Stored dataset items
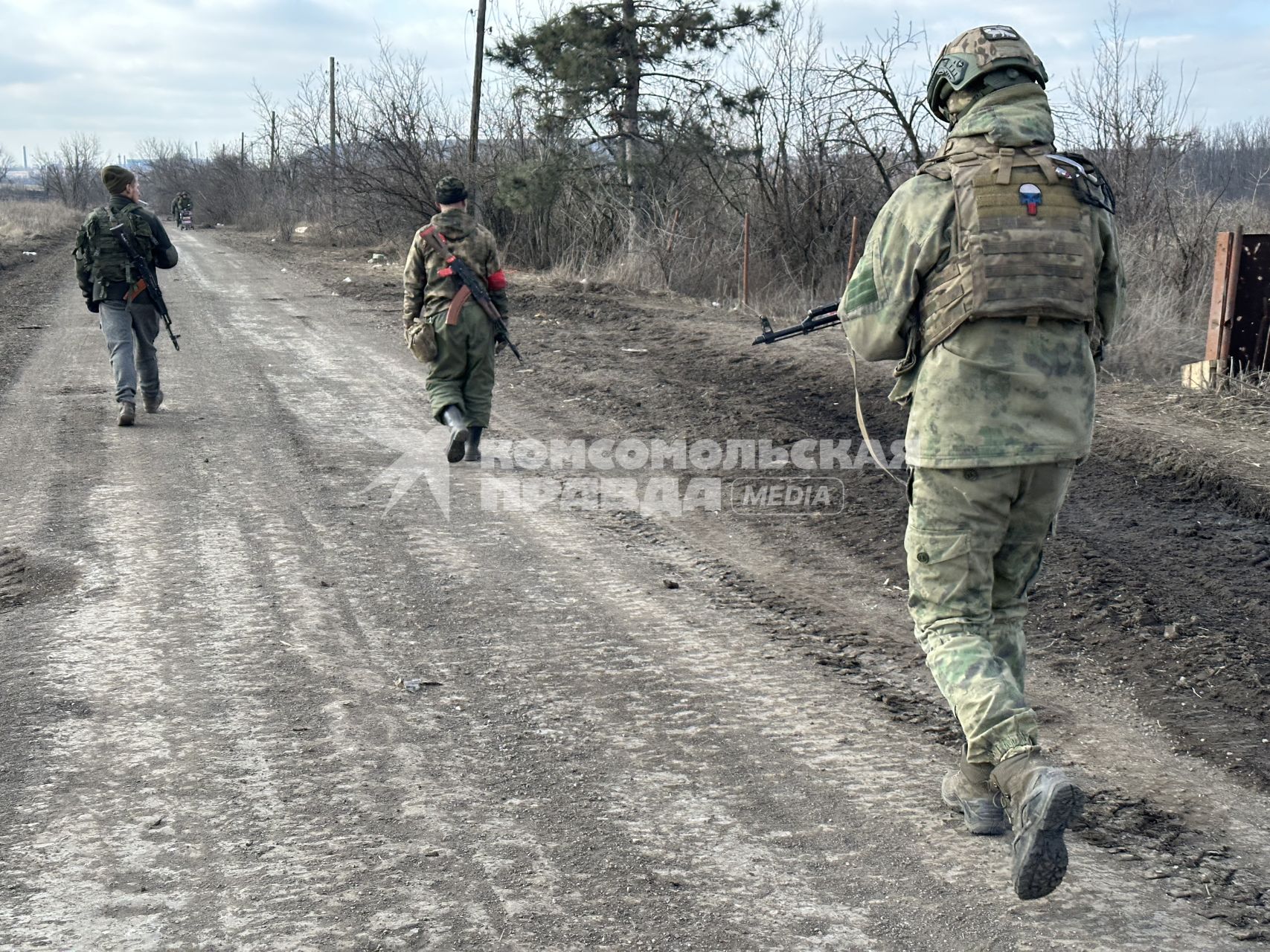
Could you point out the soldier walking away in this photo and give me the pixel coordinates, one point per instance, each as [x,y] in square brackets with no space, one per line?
[993,277]
[181,203]
[115,294]
[446,328]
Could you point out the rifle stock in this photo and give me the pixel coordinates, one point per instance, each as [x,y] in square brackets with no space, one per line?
[817,319]
[149,283]
[469,280]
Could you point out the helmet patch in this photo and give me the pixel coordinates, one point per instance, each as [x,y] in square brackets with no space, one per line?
[1000,33]
[953,69]
[1030,197]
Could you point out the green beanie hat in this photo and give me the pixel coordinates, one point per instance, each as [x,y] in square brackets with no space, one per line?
[451,190]
[116,178]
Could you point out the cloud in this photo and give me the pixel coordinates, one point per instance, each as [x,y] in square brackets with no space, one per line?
[183,69]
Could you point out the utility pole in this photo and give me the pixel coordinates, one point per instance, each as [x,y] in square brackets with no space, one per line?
[481,59]
[334,192]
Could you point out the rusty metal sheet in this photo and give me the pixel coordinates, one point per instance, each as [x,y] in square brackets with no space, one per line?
[1239,315]
[1248,332]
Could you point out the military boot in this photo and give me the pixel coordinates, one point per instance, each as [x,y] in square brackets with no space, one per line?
[459,434]
[966,790]
[1040,803]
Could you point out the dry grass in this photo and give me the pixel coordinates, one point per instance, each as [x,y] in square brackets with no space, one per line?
[25,221]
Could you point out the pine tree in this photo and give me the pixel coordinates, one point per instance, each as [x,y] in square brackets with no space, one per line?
[600,65]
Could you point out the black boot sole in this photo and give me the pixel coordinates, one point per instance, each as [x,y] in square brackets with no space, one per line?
[458,446]
[1039,851]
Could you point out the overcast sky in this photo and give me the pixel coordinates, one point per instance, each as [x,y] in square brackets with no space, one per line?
[183,69]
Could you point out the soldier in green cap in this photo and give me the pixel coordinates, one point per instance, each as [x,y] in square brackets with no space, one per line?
[449,330]
[115,292]
[992,277]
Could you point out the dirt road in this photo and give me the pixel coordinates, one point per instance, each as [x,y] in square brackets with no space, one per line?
[626,730]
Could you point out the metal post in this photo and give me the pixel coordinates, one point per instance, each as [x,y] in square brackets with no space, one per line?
[675,224]
[474,132]
[1232,287]
[851,253]
[334,190]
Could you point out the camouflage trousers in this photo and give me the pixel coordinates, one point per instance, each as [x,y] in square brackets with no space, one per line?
[463,375]
[975,545]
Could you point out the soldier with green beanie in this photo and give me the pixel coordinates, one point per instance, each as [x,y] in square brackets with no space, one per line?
[446,328]
[115,292]
[992,277]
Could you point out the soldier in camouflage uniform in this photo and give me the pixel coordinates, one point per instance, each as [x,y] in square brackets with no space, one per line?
[992,277]
[111,289]
[461,361]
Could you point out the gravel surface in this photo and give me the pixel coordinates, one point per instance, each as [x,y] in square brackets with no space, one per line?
[278,677]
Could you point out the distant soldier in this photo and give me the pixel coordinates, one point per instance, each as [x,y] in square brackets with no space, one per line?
[182,203]
[112,289]
[446,328]
[993,278]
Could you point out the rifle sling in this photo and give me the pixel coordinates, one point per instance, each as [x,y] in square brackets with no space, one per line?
[456,305]
[860,420]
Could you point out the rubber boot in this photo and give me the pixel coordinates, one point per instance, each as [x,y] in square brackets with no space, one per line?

→ EXERCISE
Print the records above word for word, omitting any picture they contain.

→ WORKED SOLUTION
Could you point out the soldier walking away in this photo and give me the pixel coordinates, one point per instance, each as [x,y] in square brackets with no space, one per line?
[993,277]
[181,203]
[115,294]
[446,328]
Could you point out the rifle stock in this photo and give me the pixel coordinates, one point per instance, each as [x,y] in square brackets with no space, one per line?
[817,319]
[149,283]
[469,280]
Could you point out the helmet patch in this photo and give me the pixel coordinates, one point per instance, each as [x,y] in square brackets with no space, one per line?
[1000,33]
[953,69]
[1030,197]
Could you point out the green beanie hat in this photo and give me the pixel coordinates, one point per instance, each as [x,y] in square brackets with no space, one per line?
[451,190]
[116,178]
Could you point out the cloud in this photo and give me the pixel coordinates, one point per instance, each as [x,y] in square brackets with no space, one per line?
[183,69]
Could you point out the utility pole in this photo and give me the pixel coordinates, one point per instance, each as [x,y] in square brackets with no space, one per line?
[481,59]
[334,192]
Could you point out the rusty metal sheet in this photo and give me the pixel coordinates, one point per instance, each as [x,y] in square brackets with no space, one per line?
[1239,315]
[1248,332]
Could you point out the military boot in this photo and give me the pixel coordinates, one point per instance, each as [x,y] in square brackets with no space, one per line?
[459,434]
[966,790]
[1040,803]
Could you point out the dry grass in this photo and give me the pixel coordinates, one point per instance, each as [x,y] in square brackets with no space, one per line?
[25,221]
Could you point out the pine tree in this photo and give me the pixel coordinates, one point per instance, each as [x,y] in square brackets with no space, one per line?
[600,65]
Could you point out the black boot sole in this photo and give me the pixel coordinates, one point per instance, each as [x,y] in square brackets with no space, one per line?
[458,446]
[1039,851]
Could you point out the overcast sky in this photo and give me the pixel coordinates, one point per instance, each as [x,y] in square brackets with no space, one per line?
[183,69]
Could you point out the soldier in green cap in this photo and give me the pixel coordinates, one point per instance, each as [x,y] in square brackets with no space, one per line?
[449,330]
[115,292]
[992,277]
Could you point out the dirt road in this photo and give me the pixel coordinates, one point per instance, each as [x,y] in square brackets with no space, one per line?
[626,730]
Could you point out the metal post in this photo and give me the pixel coordinates, one point per instance, each as [x,y] in square brackets with no space, one per line?
[675,224]
[474,132]
[1232,287]
[851,253]
[334,190]
Could you point out the camouflage trousers in this photo and give me the pixel coordinates, one point per instance, each as [x,y] in square brackets with no space, one per line?
[463,375]
[975,545]
Could you point out the soldier with green beanie in this photo and give me the pixel coordinates, one point per instance, each as [x,y] in square brackets with no space, one per line?
[446,328]
[115,292]
[992,277]
Could you point out the soldier in camouflage uniform in this photo and give me the pixel coordinates, one point per instance, each as [x,y] in square brackets with no space, one per line?
[992,277]
[111,289]
[461,361]
Could you point out the gravel surface in this photo and give me the pixel coordinates, one point per instance, each as [x,y] in square brackets with no space, one per line?
[278,677]
Could you point out the distant soldier in this photo and give me the pixel coordinates, one point per instance, each as [x,y] in square brackets with no space, one per line?
[182,203]
[112,289]
[446,328]
[993,278]
Could you point out the rifle sling in this photo and give me the pixel coordinates, one point per instance, each as [x,y] in square brackets with no space, one per line?
[456,305]
[860,420]
Could you point out the rubber boot in this photo and give me the pixel coordinates, one point per instance, each as [x,y] in square brackets with no space, one per line?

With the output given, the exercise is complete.